(Items from a data source)
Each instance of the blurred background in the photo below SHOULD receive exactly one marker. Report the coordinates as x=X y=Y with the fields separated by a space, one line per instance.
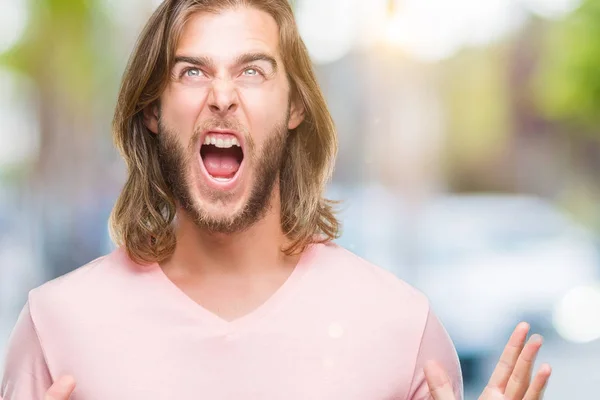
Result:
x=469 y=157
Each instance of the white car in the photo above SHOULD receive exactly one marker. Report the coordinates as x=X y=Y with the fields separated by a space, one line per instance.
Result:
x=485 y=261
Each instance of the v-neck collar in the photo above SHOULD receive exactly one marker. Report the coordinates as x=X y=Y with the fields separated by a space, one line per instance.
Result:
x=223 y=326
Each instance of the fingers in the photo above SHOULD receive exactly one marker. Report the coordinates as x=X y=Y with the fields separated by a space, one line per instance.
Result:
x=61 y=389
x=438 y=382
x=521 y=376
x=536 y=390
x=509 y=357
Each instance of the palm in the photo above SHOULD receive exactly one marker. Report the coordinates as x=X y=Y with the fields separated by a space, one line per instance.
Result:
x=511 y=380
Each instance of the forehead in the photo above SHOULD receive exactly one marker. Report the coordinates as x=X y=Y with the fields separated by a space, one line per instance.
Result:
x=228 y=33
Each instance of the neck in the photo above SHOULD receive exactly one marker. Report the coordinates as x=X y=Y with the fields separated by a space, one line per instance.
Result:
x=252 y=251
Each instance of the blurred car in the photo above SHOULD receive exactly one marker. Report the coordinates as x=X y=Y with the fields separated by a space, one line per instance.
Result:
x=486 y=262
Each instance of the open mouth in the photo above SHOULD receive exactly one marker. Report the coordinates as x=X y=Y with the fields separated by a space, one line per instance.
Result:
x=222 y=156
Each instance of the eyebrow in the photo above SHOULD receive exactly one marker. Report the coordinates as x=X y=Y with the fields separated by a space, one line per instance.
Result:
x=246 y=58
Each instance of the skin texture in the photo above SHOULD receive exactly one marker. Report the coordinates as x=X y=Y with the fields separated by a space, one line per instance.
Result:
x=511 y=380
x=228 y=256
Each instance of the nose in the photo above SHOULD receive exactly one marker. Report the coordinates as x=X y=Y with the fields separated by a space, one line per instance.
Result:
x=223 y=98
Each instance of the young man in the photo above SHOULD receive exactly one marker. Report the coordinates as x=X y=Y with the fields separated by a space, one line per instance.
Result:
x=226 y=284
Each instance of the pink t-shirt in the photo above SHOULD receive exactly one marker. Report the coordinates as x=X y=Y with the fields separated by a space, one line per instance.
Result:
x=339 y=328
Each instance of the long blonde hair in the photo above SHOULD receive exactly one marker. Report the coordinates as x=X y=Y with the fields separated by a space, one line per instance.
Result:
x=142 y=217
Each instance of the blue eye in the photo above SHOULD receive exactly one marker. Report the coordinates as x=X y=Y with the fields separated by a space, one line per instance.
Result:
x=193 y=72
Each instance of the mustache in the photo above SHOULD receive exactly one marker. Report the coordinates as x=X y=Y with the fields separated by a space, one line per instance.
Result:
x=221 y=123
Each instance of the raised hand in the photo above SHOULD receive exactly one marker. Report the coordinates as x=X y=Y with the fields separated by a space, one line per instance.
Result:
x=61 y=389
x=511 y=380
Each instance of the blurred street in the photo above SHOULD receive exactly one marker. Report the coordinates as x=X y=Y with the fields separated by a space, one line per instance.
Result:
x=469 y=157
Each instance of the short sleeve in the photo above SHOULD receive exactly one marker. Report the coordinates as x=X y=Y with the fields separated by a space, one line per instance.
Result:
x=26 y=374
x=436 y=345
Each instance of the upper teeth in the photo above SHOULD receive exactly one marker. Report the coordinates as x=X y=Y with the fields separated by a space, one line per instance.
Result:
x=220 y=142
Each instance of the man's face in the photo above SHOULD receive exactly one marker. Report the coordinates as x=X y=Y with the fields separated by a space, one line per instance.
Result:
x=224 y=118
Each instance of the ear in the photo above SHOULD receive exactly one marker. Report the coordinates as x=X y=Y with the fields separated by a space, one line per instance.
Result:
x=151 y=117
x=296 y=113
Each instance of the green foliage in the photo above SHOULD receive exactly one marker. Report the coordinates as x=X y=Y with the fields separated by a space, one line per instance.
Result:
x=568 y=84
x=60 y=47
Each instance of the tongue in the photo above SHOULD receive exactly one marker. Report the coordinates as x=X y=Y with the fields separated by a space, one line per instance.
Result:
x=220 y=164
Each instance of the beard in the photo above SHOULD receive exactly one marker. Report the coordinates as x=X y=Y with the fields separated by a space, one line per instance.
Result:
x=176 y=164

• [Problem to solve]
Rewrite the listing above so that each "marker" becomes "point", with the rest unchanged and the pictures left out.

• [Answer to the exercise]
Each instance of the blurred background in the photo below SHOULD receive exactly one point. Report the coordinates as x=X y=Y with the fields separated by a space, one line per instance.
Result:
x=469 y=157
Each instance of the white car in the photo above SHOULD receive exactly one point. Report the coordinates as x=X y=Y with the fields separated by a space, one line per instance.
Result:
x=485 y=261
Each instance of the v-neck collar in the photo above SHOULD receive exactly one point. Report the coordinates as x=X y=Y with the fields separated by a space, one line per instance.
Result:
x=223 y=326
Each instance of the fingers in the photo above SHOULD receive exactly one point. Report the coordinates as x=X y=Y with the fields separated by a space, one line per instance.
Result:
x=61 y=389
x=438 y=382
x=521 y=376
x=536 y=390
x=509 y=357
Each instance of the palm in the photo above SHOULD receive exactly one point. Report the coordinates as x=X y=Y with the fields separated by a space, one line per instance.
Result:
x=511 y=380
Each instance of the forehead in the photo above SHOULD receive exactly one point. Report the coordinates as x=X y=Y with the fields separated by a space, one line per instance.
Result:
x=228 y=33
Each instance of the neck in the photo above SHOULD receive exactly one point. Report the coordinates as x=X y=Y with the fields separated by a space, one line per instance.
Result:
x=252 y=251
Each instance of the blurred car in the photo above SHOULD receive exactly one point. Report the coordinates as x=X y=Y with the fields separated by a space, one line per instance.
Result:
x=486 y=262
Each instance of the open mouth in the photo above SHOULD receive exactly one point. Report the coordinates as x=X y=Y with the fields separated by a space, one line per instance.
Result:
x=222 y=156
Each instance of the eyebrow in the photo above SHOULD receive exactly one point. Report the coordinates as x=X y=Y with the fields separated by a space, one line per instance.
Result:
x=246 y=58
Each instance of the skin texture in the photo above SHOULD receive exactly one point. Report the coordinates as x=X y=Y with the fields separated by a space, one line per instance.
Result:
x=511 y=380
x=228 y=256
Each instance of the nose in the photo above SHOULD receive exactly one point. Report the coordinates as x=X y=Y with the fields separated by a space, one line per instance.
Result:
x=223 y=98
Each instance of the young man in the photo above SHOULD receive exactly one point. Report the coordinates as x=X y=Y with the fields separated by a space, one line per instance.
Result:
x=226 y=284
Each instance of the pink t-shirt in the photo above SHOULD receive exactly one point. Report the coordinates as x=X y=Y with the fields separated by a space, one line per instance.
Result:
x=339 y=328
Each instance of the long blonde hair in the photo above SHOULD receive exactly one point. Report the coordinates as x=X y=Y with the fields separated by a space, one line per instance.
Result:
x=142 y=217
Each instance of the blue eye in the photo above SHOULD receive exactly one point. Report the coordinates as x=X y=Y with the fields separated by a space, one line per instance.
Result:
x=193 y=72
Each instance of the mustache in the photo above SHOULD receive exactly one point. Report the coordinates as x=X y=Y with the fields separated by a space, one line per instance.
Result:
x=221 y=123
Each instance of the raised hand in the photo above SHOULD receive exactly one point. Report the coordinates as x=X y=Y with the fields separated by a space, one line per instance.
Result:
x=61 y=389
x=511 y=380
Each instance of the blurred street in the photo above SHOULD receive exactly one point. Report the coordinates as x=X y=Y with the fields separated by a space, one line per instance.
Result:
x=469 y=157
Each instance of the short sleeve in the photo above SHOULD receive exactly one point. Report the coordinates as x=X y=Y with the fields separated by a space, one line per instance.
Result:
x=26 y=374
x=436 y=345
Each instance of the upper teeth in the photo above SHOULD receive exactly one point. Report the coordinates as x=X y=Y with the fields separated by a space, one line per instance.
Result:
x=220 y=142
Each instance of the man's face in the photo above SHOULD receive exactly one point. Report the coordinates as x=X y=Y with the fields separated by a space, one line per instance.
Result:
x=224 y=118
Each instance of the ear in the photo above SHOULD receive exactly one point. Report the coordinates as x=X y=Y with the fields separated by a space, one line per instance.
Result:
x=151 y=117
x=296 y=113
Each instance of the green foliage in the photo above SHOULD receive exactly one point. Report the coordinates as x=X y=Y with the fields separated by a space, one line per instance.
Result:
x=568 y=84
x=60 y=47
Each instance of the tongue in the photo above SHOULD receive exactly one point. Report the coordinates as x=X y=Y with the fields separated by a space, one line per instance.
Result:
x=220 y=164
Each instance of the beard in the photo above SHOULD receive exactly one point. Report the coordinates as x=X y=Y with the fields separated by a space, one line per instance.
Result:
x=176 y=164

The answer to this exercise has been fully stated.